SET OF TASKS:
1) In the graphics card review, rewrite the text between "The most notable" and "6 vertex shaders.", inclusive, replacing "pixel pipelines" with "pixel rendering pipelines".
2) Name every graphics chip or card designation mentioned in the graphics card review.
3) Write the next portion of the graphics card review, picking up after its final sentence.

GIVEN PASSAGE:
The past few months have been quite tough for reviewers as a whole, with both
nVidia and ATi deciding to launch their next generation technologies at almost
identical times. This means there is a lot of information being bantered around
and a lot to take in and conclude from. It's nice to see a card that is not
just another speed bump but this time we've had our work cut out. This article
is part 1 of 2, focusing on the technology changes as we move to R420 and NV40.
We have tried to summarise these into a digestible format, analysing the facts
and hopefully presenting our conclusions in a simple way to understand.
The most notable and most talked about change in architecture for both generations,
is that of pipelines. nVidia have taken the leap from 4 pixel pipelines to 16
pixel pipelines, ATi making a similar jump from 8 to 16. On top of this, they
have both moved to 6 vertex shaders.
Joining the 9600, ATi have finally bought the rest of their range forward from
a 150nm fabrication process to 130nm, something nVidia did for the NV3x generation.

Recorded data
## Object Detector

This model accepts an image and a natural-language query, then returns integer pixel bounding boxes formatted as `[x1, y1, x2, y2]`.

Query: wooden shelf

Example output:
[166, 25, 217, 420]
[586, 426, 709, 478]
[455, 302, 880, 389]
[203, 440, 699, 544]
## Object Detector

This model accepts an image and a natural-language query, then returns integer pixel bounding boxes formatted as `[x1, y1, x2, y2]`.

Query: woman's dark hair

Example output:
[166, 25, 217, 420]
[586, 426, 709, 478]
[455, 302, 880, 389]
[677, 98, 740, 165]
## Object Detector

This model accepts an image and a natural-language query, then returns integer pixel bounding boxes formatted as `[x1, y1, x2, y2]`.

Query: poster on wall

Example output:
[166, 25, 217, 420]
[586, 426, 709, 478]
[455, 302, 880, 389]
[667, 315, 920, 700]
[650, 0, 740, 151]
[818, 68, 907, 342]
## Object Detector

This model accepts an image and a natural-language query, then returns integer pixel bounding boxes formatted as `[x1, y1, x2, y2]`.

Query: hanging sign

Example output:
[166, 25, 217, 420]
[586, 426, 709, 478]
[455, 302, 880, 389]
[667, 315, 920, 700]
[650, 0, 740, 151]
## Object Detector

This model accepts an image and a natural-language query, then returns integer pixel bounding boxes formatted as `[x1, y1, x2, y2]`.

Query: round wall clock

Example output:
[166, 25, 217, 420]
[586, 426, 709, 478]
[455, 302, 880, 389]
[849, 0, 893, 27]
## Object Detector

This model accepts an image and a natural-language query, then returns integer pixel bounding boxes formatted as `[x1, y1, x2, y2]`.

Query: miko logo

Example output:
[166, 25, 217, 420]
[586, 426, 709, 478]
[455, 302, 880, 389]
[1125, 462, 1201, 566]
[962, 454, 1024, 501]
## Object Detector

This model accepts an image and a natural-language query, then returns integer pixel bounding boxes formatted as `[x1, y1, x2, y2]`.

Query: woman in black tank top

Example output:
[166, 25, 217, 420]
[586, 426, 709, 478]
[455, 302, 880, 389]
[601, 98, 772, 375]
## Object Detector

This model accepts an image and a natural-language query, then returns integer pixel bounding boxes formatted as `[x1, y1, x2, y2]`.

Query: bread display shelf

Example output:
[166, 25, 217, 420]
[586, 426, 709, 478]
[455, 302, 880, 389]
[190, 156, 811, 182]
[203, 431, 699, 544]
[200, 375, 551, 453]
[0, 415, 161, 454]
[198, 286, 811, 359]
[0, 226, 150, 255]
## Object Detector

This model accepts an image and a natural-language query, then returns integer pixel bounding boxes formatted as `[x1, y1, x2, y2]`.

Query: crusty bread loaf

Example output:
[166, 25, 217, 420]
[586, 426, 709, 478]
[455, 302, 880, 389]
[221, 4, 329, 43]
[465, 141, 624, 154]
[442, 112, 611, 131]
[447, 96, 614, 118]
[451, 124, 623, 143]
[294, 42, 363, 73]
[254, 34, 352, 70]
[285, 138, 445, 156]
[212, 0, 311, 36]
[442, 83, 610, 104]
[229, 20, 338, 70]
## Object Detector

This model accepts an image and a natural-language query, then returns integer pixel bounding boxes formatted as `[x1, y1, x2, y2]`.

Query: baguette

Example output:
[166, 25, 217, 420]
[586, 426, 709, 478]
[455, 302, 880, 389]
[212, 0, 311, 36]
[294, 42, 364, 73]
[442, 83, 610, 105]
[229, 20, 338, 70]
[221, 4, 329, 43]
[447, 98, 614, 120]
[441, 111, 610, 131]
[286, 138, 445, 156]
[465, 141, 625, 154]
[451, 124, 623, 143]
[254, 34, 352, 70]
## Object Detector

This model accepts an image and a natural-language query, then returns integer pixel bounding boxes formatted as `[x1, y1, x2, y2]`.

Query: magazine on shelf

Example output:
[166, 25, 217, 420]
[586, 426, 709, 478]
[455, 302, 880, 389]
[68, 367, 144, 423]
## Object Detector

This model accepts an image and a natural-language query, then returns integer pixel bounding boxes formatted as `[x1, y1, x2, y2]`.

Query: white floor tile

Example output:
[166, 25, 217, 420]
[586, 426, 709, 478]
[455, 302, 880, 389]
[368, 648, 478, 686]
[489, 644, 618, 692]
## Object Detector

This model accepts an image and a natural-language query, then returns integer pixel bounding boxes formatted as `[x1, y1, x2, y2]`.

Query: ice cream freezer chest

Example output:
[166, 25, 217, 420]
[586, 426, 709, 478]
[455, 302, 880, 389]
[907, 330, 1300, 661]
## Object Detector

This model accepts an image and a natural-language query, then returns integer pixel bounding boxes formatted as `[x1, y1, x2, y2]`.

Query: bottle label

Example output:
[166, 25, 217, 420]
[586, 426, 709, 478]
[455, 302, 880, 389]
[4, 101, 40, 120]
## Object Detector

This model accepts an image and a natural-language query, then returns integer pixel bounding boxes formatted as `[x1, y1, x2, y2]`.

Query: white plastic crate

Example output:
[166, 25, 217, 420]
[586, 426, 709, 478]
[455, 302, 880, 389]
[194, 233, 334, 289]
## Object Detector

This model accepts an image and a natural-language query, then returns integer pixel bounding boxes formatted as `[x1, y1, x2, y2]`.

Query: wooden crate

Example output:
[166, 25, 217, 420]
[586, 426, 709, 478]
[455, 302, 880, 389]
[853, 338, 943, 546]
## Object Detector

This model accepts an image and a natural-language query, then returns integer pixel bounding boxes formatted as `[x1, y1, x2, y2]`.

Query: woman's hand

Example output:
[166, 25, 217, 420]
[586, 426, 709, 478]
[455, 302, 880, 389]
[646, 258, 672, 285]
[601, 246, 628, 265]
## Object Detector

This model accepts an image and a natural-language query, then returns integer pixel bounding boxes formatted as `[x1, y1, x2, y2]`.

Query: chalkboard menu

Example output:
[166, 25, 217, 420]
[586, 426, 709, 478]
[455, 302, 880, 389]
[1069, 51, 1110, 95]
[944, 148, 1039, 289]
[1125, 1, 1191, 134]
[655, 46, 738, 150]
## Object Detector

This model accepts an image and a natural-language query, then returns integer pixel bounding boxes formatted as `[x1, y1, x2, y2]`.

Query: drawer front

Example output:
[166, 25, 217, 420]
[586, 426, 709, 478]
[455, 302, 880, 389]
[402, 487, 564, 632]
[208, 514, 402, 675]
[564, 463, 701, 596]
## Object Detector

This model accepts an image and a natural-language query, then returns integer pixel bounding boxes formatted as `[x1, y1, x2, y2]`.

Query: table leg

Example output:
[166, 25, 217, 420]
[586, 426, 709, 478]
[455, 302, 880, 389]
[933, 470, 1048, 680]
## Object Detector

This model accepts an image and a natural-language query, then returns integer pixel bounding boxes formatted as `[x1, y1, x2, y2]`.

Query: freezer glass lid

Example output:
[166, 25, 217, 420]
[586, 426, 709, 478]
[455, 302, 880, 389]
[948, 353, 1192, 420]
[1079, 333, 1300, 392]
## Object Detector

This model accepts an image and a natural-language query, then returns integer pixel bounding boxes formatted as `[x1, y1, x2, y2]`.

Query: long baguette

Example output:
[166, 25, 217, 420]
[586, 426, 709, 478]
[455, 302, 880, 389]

RESPONSES BY TASK:
1)
The most notable and most talked about change in architecture for both generations,
is that of pipelines. nVidia have taken the leap from 4 pixel rendering pipelines to 16
pixel rendering pipelines, ATi making a similar jump from 8 to 16. On top of this, they
have both moved to 6 vertex shaders.

2) R420, NV40, 9600, NV3x

3)
Both have decided to use the new, and in effect faster, GDDR3 memory modules;
this allows potentially higher clock frequencies due to the GDDR3's low power
design which results in lower heat dissipation requirements. So for GDDR3 voltage
drops from 2.5v to 1.8v and permits the removal of terminating resistors.
Encoding and decoding of MPEG 1,2,4 and WMV9 video is new to nVidia but has
been present in ATi cards since R300. Both are apparantly programmable, but
the solution nVidia offers, involves a rather large chunk of the die which ATi
makes use of the pixel shaders. We won't be able to comment on which is better
until we test it in more detail, but I would be inclined to think nVidias solution
Power & Heat
Power and heat have been greatly talked about with these products. As you may
have heard, NV40 requires two molex style connectors directly to the card. This
has raised all sorts of questions about heat output, cooling, and power supply
requirements. R420 on the other hand has almost exactly the same power requirements
as a 9800XT while performing at a considerably faster speed. We put this to
the test, in this article here.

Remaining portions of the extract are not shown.